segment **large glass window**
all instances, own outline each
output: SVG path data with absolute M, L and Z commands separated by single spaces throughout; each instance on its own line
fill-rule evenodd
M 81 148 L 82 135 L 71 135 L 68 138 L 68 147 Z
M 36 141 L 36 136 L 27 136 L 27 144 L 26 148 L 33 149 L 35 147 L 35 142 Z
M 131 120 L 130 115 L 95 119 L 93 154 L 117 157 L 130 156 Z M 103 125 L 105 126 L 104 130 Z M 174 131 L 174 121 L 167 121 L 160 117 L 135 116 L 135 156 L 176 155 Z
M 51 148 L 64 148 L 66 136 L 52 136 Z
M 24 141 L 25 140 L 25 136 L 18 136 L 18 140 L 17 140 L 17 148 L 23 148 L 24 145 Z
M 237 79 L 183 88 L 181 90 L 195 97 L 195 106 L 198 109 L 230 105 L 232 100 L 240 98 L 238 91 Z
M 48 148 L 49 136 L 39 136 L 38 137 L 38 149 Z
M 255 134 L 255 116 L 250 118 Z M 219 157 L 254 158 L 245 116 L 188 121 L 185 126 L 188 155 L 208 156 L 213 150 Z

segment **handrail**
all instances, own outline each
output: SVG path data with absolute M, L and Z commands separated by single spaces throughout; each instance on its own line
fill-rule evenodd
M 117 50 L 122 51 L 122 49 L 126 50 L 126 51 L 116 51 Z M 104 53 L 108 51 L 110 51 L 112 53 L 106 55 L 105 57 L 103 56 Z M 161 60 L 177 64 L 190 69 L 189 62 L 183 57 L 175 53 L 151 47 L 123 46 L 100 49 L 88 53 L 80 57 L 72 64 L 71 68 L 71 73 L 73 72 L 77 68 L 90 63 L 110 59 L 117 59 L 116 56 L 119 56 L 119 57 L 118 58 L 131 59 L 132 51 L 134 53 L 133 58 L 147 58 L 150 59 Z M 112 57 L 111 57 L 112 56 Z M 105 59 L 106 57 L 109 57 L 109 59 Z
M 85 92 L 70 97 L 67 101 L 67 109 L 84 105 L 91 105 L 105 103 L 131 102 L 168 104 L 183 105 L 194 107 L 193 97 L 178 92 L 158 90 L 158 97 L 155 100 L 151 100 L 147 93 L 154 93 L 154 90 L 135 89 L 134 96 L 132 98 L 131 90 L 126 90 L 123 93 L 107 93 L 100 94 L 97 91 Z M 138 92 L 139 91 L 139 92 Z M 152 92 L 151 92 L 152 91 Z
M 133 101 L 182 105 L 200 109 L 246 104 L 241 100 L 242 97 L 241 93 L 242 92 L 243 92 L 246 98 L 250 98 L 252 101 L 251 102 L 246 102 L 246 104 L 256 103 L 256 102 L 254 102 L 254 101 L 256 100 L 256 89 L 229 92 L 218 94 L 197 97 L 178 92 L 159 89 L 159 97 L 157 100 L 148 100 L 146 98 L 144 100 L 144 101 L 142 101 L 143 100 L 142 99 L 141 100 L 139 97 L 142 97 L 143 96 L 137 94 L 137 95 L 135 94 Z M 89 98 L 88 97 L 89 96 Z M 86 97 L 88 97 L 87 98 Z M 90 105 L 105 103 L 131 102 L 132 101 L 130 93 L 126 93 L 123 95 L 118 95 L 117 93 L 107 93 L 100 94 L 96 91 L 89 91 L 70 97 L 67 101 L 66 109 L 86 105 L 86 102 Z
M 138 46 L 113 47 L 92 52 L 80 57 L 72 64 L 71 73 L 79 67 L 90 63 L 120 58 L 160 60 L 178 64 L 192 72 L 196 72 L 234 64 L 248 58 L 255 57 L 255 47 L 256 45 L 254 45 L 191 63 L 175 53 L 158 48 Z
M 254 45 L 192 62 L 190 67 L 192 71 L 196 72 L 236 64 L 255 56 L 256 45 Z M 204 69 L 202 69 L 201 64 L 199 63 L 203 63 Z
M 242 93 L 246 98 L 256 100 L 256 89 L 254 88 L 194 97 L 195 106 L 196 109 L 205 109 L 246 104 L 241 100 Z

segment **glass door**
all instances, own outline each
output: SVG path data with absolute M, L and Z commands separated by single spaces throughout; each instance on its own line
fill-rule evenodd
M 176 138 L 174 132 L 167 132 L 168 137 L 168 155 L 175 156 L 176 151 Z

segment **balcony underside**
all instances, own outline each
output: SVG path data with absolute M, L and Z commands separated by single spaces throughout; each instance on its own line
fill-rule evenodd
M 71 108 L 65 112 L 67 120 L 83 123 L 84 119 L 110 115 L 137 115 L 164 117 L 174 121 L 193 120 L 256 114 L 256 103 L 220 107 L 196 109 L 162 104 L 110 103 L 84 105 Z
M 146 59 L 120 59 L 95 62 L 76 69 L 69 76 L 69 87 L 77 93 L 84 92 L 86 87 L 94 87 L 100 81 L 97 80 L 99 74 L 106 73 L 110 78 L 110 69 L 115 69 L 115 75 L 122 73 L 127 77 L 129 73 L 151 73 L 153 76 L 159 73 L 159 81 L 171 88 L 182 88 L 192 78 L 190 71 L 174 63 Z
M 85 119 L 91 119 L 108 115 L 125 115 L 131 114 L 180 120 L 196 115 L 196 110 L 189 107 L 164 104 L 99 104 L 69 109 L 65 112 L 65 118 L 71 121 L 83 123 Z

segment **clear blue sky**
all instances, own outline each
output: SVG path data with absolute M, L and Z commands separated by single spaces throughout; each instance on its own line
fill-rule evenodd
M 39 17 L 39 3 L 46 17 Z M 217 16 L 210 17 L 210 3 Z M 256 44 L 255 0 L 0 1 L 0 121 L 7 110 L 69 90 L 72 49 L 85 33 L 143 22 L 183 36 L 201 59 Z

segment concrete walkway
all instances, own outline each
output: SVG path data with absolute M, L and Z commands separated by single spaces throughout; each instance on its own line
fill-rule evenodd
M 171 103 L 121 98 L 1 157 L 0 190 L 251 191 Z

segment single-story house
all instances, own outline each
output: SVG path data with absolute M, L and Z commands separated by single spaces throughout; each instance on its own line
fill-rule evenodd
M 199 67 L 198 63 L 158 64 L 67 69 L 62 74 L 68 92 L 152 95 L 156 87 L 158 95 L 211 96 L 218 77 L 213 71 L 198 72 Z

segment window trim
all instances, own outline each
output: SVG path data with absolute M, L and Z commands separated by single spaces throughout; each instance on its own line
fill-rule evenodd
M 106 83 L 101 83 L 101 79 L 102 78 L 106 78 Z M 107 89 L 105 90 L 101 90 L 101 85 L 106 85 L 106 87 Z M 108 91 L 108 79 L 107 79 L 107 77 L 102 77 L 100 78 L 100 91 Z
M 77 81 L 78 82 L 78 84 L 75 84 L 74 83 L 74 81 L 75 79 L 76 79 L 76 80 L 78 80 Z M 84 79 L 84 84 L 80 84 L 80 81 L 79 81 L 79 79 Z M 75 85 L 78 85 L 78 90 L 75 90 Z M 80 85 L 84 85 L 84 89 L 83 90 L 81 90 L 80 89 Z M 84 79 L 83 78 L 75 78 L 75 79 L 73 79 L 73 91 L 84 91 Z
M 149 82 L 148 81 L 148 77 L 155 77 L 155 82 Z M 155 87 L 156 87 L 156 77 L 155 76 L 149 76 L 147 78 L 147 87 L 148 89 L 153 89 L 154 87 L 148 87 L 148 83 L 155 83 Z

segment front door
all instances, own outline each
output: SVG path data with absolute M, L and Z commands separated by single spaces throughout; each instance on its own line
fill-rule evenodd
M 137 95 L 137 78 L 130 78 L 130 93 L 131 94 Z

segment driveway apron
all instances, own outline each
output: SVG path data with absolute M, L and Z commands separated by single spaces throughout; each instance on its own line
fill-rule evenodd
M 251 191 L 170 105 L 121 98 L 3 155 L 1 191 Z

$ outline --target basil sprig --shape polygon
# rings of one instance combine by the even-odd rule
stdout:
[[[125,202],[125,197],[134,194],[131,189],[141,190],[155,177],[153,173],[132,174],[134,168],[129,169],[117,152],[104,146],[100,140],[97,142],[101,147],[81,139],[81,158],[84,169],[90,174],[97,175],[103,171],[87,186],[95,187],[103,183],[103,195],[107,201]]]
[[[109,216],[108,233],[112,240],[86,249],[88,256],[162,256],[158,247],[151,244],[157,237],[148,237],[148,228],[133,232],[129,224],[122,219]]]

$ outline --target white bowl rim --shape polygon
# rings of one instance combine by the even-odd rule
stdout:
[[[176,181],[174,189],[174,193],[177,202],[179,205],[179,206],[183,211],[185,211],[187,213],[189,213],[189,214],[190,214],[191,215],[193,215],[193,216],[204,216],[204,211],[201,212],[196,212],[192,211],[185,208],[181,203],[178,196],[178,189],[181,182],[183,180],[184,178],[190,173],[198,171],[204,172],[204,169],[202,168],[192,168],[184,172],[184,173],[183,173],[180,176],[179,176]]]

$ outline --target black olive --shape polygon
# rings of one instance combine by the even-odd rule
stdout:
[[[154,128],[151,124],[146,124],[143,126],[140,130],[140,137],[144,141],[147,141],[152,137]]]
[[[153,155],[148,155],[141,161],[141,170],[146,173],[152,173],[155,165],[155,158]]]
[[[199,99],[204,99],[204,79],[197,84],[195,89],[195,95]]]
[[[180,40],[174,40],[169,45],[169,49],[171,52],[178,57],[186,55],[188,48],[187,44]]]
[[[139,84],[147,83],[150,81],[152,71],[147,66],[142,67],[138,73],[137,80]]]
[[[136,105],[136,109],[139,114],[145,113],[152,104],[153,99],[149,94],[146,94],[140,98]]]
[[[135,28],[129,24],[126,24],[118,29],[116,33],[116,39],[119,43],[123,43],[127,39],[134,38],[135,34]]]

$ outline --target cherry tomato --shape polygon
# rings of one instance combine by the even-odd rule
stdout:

= DIRECTIVE =
Copy out, unchanged, every line from the start of the items through the line containing "M 51 148 L 64 148 L 66 136 L 52 136 Z", including that line.

= WORKED SOLUTION =
segment **large glass window**
all instances, own outline each
output: SVG path data with absolute M, L and Z commands separated by single spaces throughout; each instance on its own line
fill-rule evenodd
M 81 148 L 82 135 L 71 135 L 68 138 L 68 147 Z
M 36 141 L 36 136 L 27 136 L 27 144 L 26 148 L 33 149 L 35 147 L 35 142 Z
M 131 120 L 130 115 L 95 119 L 93 154 L 117 157 L 130 156 Z M 103 125 L 105 126 L 104 130 Z M 174 131 L 174 121 L 167 121 L 160 117 L 135 116 L 135 156 L 176 155 Z
M 51 148 L 64 148 L 66 136 L 52 136 Z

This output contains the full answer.